Word for word, transcribe the lines below and drop the pictures.

--------------------------------------------------

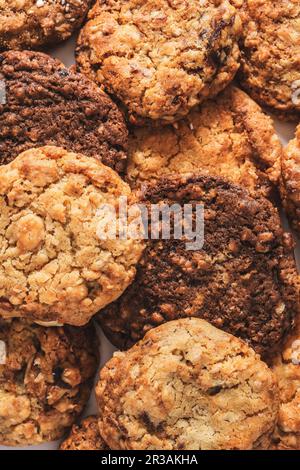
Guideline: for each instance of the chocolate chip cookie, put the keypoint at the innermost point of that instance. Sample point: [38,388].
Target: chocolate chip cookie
[290,181]
[160,57]
[228,136]
[55,266]
[243,280]
[36,23]
[187,386]
[46,376]
[43,103]
[85,436]
[270,48]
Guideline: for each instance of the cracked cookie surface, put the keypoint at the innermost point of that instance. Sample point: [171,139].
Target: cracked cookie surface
[46,376]
[85,436]
[243,280]
[53,265]
[290,181]
[44,103]
[228,136]
[160,58]
[187,386]
[270,54]
[35,23]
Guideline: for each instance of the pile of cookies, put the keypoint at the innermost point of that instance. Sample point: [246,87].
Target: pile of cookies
[165,106]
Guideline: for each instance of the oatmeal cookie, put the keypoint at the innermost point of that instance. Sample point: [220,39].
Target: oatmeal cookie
[160,57]
[35,23]
[228,136]
[290,181]
[243,280]
[53,265]
[85,436]
[46,376]
[270,48]
[187,386]
[44,103]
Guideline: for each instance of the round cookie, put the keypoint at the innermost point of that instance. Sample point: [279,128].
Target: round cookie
[290,181]
[187,386]
[44,103]
[46,376]
[85,436]
[243,280]
[270,57]
[160,58]
[35,23]
[54,266]
[228,136]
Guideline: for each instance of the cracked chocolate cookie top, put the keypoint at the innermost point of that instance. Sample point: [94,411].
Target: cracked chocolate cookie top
[44,103]
[160,58]
[270,47]
[35,23]
[244,279]
[53,265]
[187,386]
[85,436]
[290,181]
[46,376]
[228,136]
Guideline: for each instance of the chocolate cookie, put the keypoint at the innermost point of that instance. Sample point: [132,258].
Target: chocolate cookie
[228,136]
[54,264]
[46,376]
[85,436]
[290,181]
[43,103]
[243,280]
[160,57]
[187,386]
[270,46]
[35,23]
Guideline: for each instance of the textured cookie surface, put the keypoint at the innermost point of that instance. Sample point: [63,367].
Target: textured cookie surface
[290,182]
[187,386]
[243,280]
[270,69]
[43,103]
[160,58]
[35,23]
[228,136]
[54,266]
[85,436]
[46,376]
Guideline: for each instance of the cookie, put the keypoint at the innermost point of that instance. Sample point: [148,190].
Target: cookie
[290,181]
[44,103]
[270,58]
[243,280]
[159,57]
[287,370]
[187,386]
[54,265]
[46,376]
[85,436]
[35,23]
[228,136]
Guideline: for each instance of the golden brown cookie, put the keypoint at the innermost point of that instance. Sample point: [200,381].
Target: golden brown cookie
[228,136]
[187,386]
[46,376]
[270,47]
[85,436]
[35,23]
[290,181]
[53,265]
[160,57]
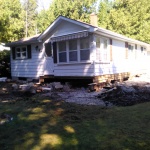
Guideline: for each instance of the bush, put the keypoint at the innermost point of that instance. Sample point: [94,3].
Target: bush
[5,64]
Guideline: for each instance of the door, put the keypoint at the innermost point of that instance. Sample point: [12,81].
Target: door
[48,62]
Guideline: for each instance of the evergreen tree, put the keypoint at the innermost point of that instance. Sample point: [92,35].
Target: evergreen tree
[130,18]
[11,24]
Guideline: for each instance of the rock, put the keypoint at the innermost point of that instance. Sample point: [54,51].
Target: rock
[3,79]
[57,85]
[46,89]
[15,86]
[126,89]
[32,90]
[24,87]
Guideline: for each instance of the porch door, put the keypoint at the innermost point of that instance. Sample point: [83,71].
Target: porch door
[49,64]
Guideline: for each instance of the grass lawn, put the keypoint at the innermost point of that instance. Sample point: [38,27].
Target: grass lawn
[40,124]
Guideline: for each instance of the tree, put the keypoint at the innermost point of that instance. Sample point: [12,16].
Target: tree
[11,24]
[130,18]
[5,63]
[103,12]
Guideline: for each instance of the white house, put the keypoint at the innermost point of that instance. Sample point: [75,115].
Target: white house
[3,47]
[72,49]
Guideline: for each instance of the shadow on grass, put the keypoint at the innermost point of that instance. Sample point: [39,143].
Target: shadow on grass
[41,123]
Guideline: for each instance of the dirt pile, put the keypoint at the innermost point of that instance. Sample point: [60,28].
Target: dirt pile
[128,93]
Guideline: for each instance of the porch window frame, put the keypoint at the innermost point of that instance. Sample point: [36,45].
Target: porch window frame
[78,50]
[21,52]
[101,51]
[131,52]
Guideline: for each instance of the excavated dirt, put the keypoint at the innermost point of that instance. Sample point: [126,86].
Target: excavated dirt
[133,91]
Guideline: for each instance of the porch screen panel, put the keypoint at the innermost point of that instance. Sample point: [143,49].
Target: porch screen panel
[62,51]
[48,49]
[73,50]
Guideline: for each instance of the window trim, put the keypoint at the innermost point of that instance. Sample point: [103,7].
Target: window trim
[68,51]
[21,52]
[102,50]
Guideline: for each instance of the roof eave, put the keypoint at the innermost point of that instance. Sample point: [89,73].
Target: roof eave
[57,21]
[117,36]
[22,43]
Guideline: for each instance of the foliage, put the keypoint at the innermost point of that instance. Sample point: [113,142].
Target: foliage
[42,123]
[5,63]
[128,17]
[11,24]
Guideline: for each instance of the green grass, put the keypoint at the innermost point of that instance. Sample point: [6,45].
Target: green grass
[40,124]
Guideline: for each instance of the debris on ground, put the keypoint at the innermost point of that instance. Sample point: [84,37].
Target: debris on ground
[4,118]
[132,91]
[128,93]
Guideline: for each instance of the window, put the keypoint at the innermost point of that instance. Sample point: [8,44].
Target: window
[101,48]
[84,49]
[73,50]
[131,52]
[143,51]
[105,46]
[62,52]
[98,46]
[21,52]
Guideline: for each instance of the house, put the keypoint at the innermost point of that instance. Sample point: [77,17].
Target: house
[3,47]
[72,49]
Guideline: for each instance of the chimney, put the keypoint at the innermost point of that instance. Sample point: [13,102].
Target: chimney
[94,19]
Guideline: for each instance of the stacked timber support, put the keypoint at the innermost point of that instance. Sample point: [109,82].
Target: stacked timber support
[111,77]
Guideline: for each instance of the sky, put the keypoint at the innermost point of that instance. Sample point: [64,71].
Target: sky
[44,4]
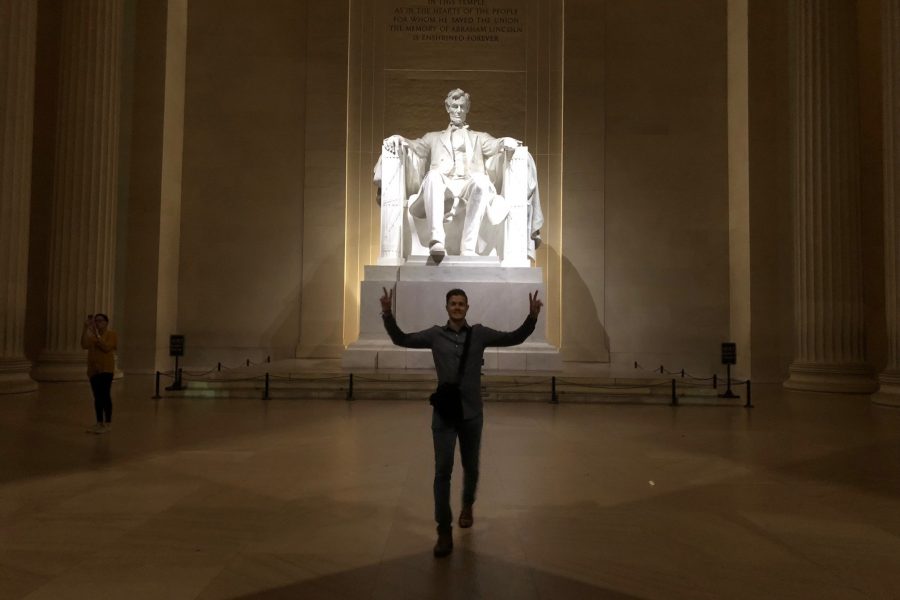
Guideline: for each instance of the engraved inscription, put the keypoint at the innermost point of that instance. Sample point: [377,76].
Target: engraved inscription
[457,21]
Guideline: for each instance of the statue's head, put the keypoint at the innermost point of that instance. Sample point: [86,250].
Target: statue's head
[457,104]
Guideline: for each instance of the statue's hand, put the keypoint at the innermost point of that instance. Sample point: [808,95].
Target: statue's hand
[534,305]
[387,300]
[511,144]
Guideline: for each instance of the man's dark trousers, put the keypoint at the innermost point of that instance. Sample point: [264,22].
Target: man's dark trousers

--------------------------------------------------

## RESPONSE TO THE TASK
Guideline: for each instance of the chocolate chip cookie, put the keypoint at the innermost point of that instance. Sample point: [38,388].
Target: chocolate chip cookie
[290,181]
[160,57]
[228,136]
[55,266]
[243,280]
[36,23]
[187,386]
[46,376]
[43,103]
[85,436]
[270,48]
Guideline: for each instance of the cracked cookie surface, put the keypoint at the innermost point of that instance. Sample point: [171,139].
Target: cracked cookie surface
[46,376]
[85,436]
[243,280]
[53,265]
[290,181]
[44,103]
[228,136]
[160,58]
[187,386]
[270,54]
[35,23]
Guideline: for each instance of the pile of cookies, put the keypoint at the innermost point of that instance. Sample point: [246,87].
Target: pile of cookies
[165,106]
Guideline: for each instance of the oatmeal cookie, put the keypoint at the innermost point of that instance. Sample point: [220,39].
Target: oatmeal cookie
[160,57]
[35,23]
[228,136]
[290,181]
[243,280]
[53,265]
[85,436]
[46,376]
[270,48]
[187,386]
[44,103]
Guideline: for each instance of the round cookie, put the keypoint at the innermost point of that instance. Sample point: [279,128].
Target: round cookie
[290,181]
[187,386]
[44,103]
[46,376]
[85,436]
[243,280]
[270,57]
[160,58]
[35,23]
[54,266]
[228,136]
Guideline: for each instance of the cracked chocolate cookie top, put the keypoint at the innermost point of that instance. Sample point: [94,411].
Target: cracked chocolate cookie top
[44,103]
[160,58]
[270,47]
[35,23]
[244,279]
[53,265]
[187,386]
[85,436]
[290,181]
[46,376]
[228,136]
Guideline: for each instance of the chocolate cookie, put the keypoint at the innermost point of that instance. Sample point: [132,258].
Target: chocolate cookie
[228,136]
[54,264]
[46,376]
[85,436]
[290,181]
[43,103]
[243,280]
[160,57]
[187,386]
[270,46]
[35,23]
Guideline: for each instance of the textured cookie surface, put the keypoint at the innermost point of that instance. Sample point: [63,367].
Target: textured cookie surface
[290,182]
[187,386]
[243,280]
[270,69]
[43,103]
[160,58]
[35,23]
[228,136]
[54,266]
[85,436]
[46,376]
Guideline: for each instance of the cookie, put the keypoint at the innermost point of that instance. Sample point: [148,190].
Target: cookie
[290,181]
[44,103]
[270,58]
[243,280]
[159,57]
[287,370]
[187,386]
[54,265]
[46,376]
[85,436]
[35,23]
[228,136]
Guideline: for each instance of the golden brown cookie, put the keypoint at the innermost point of that instance. Sample point: [200,381].
Target: golden brown cookie
[228,136]
[187,386]
[46,376]
[270,47]
[85,436]
[35,23]
[290,181]
[53,265]
[160,57]
Guideline: for each instance of the bush, put the keypoint at the innermost point of that instance. Sample point: [94,3].
Target: bush
[5,64]
Guideline: for each instance of the door, put the keypoint at the innermost point of that instance. Sample point: [12,81].
Target: door
[48,62]
Guideline: for each instance of the evergreen tree, put the keypoint at the innermost point of that instance. Sample point: [92,35].
Target: evergreen tree
[130,18]
[11,24]
Guideline: for each instance of the rock, put the keypoint at the innermost point of that instance. Sample point: [54,51].
Target: rock
[3,79]
[57,85]
[46,89]
[15,86]
[126,89]
[32,90]
[24,87]
Guideline: for each instance of the porch door, put the keypoint at the innermost point of that instance. Sample point: [83,71].
Target: porch door
[49,64]
Guideline: for each instance of the grass lawn, put the keypoint at the innermost point of that instance. Sample point: [38,27].
Target: grass lawn
[40,124]
Guideline: for each instance of the tree, put the keypoint at the innermost point of that instance. Sample point: [12,16].
Target: tree
[11,24]
[130,18]
[5,63]
[103,12]
Guideline: for each instance of the white house, put the keypoint at the innermost point of that instance. Sample point: [75,115].
Target: white house
[3,47]
[72,49]
Guideline: for each instance of the shadow on grass, put the keypoint at the innermost point of that instance. Sample point: [39,143].
Target: shadow on grass
[41,123]
Guideline: for each instance of the dirt pile, put the keypoint at the innermost point of that instance. Sample point: [60,28].
Target: dirt pile
[128,93]
Guideline: for each instance of the porch window frame, put the keypoint at the innermost point of that instance. Sample point: [36,45].
Target: porch window frame
[78,50]
[21,52]
[101,51]
[131,52]
Guideline: for each instance of the excavated dirt, put the keypoint at the innermost point of that instance. Sample point: [126,86].
Target: excavated dirt
[133,91]
Guideline: for each instance of the porch screen panel, put the keypoint at the innermost point of that instance. Sample point: [143,49].
Target: porch screen panel
[62,51]
[48,49]
[73,50]
Guideline: for each instance of the window trim, put the keypoint at the innermost point of that instance. Sample point: [103,7].
Target: window trim
[68,51]
[21,52]
[102,50]
Guideline: for each instance of the roof eave, put the keypoint at the innermost point of that instance. Sample point: [89,73].
Target: roof eave
[57,21]
[117,36]
[22,43]
Guideline: for each instance of the foliage, put the keypoint at the innermost point of that instance. Sample point: [113,142].
Target: foliage
[42,123]
[5,63]
[128,17]
[11,24]
Guideline: for each instance of the green grass, put the keypoint at the innermost point of that instance. Sample point: [6,45].
Target: green grass
[40,124]
Guideline: for each instance of the debris on ground, put the keypoint at the innermost point of that instance. Sample point: [84,37].
Target: debris on ground
[4,118]
[132,91]
[128,93]
Guideline: for each instance of the window, put the keypoint at the innermost point of that instance. Sample point: [8,44].
Target: window
[101,48]
[84,49]
[73,50]
[131,52]
[143,51]
[105,46]
[62,52]
[98,46]
[21,52]
Guideline: for each instance of the house, put the keypoint at the innermost point of that instance. Sample point: [77,17].
Target: house
[3,47]
[72,49]
Guideline: for each instance of the chimney, put the keypoint at the innermost point of that instance. Sample point: [13,102].
Target: chimney
[94,19]
Guideline: for each instance of the stacked timber support, put the keypoint at the innermost point of that instance. Sample point: [109,82].
Target: stacked timber support
[111,77]
Guideline: for each instance of the sky, put the keypoint at the innermost point of that instance. Sample point: [64,71].
Target: sky
[44,4]
Guideline: for each instance of the engraved inscription, put the keypoint at the innermost point of that instance. Sample point: [377,76].
Target: engraved inscription
[457,21]
Guideline: for each instance of the statue's head, put the keypoint at the innermost point of that instance. Sample point: [86,250].
Target: statue's head
[457,104]
Guideline: for each instance of the statue's hand, put the keypoint at the innermost point of that instance. Sample point: [808,95].
Target: statue's hand
[534,305]
[387,300]
[511,144]
Guideline: for each instance of the man's dark trousers, put the keypoint at the innermost point of that instance. Sample point: [264,22].
Target: man's dark trousers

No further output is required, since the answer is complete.